Phrase grounding data:
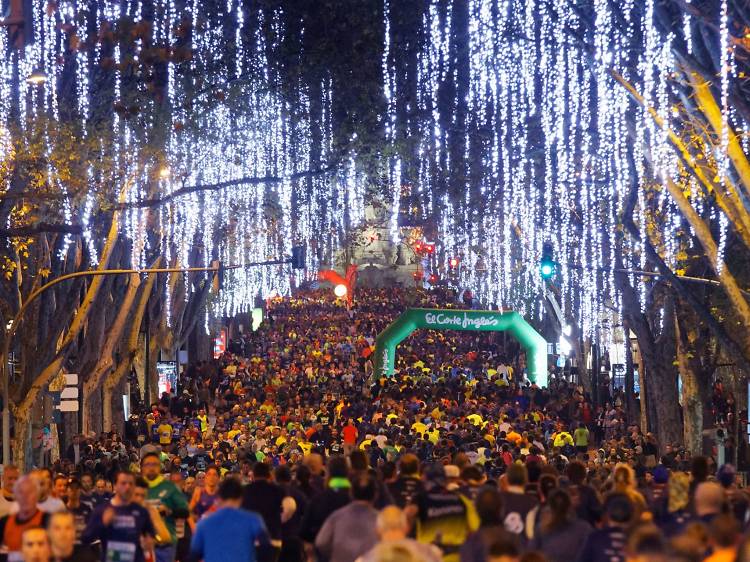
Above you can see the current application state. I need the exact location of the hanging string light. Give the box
[0,0,741,335]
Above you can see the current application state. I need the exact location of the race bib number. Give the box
[175,519,185,539]
[75,514,87,537]
[106,541,136,562]
[145,499,162,510]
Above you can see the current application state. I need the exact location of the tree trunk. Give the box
[676,331,703,455]
[82,270,144,433]
[12,412,30,471]
[674,307,715,455]
[624,334,636,423]
[110,376,128,436]
[12,211,121,464]
[103,266,159,424]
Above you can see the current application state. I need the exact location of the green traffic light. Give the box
[540,260,555,279]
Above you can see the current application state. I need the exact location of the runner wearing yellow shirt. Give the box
[553,430,574,448]
[227,423,242,441]
[411,420,428,435]
[298,440,313,455]
[427,427,440,445]
[196,410,209,433]
[158,419,174,446]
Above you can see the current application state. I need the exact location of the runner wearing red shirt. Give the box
[342,419,358,454]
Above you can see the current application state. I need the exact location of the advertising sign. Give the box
[157,361,177,396]
[213,328,227,358]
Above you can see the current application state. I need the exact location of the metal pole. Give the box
[144,309,151,408]
[2,356,9,466]
[591,343,599,411]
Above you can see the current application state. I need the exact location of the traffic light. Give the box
[211,260,224,294]
[540,242,555,280]
[291,245,306,269]
[449,257,460,270]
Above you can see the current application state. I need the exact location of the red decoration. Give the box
[318,265,358,307]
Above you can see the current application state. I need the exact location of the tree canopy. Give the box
[3,0,750,459]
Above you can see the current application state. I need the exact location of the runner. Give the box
[189,478,270,562]
[82,471,156,562]
[0,476,50,562]
[140,453,189,562]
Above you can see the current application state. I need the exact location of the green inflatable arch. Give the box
[373,308,548,387]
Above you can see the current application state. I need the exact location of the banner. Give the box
[373,308,548,386]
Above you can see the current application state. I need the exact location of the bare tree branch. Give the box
[0,161,341,214]
[0,223,83,237]
[107,162,340,211]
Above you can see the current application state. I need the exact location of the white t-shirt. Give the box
[10,496,66,514]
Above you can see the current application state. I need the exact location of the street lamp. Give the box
[334,284,348,298]
[25,69,47,85]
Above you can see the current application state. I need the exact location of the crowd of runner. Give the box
[0,288,741,562]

### TASK OBJECTIVE
Would you repeat the lines from the one containing "t-shirt. Give the box" through the end of the data, exactly, with nothing before or after them?

### EXERCISE OUTPUT
Above you can see the current application state. I need the exact location of the white t-shirt. Give the box
[10,496,66,514]
Above you can see the current application state. I need the exact location of the street lamp. Give the box
[334,284,348,298]
[25,69,47,85]
Above you can see the current application state. I need the exact location of the crowd of runner. Give the box
[0,288,741,562]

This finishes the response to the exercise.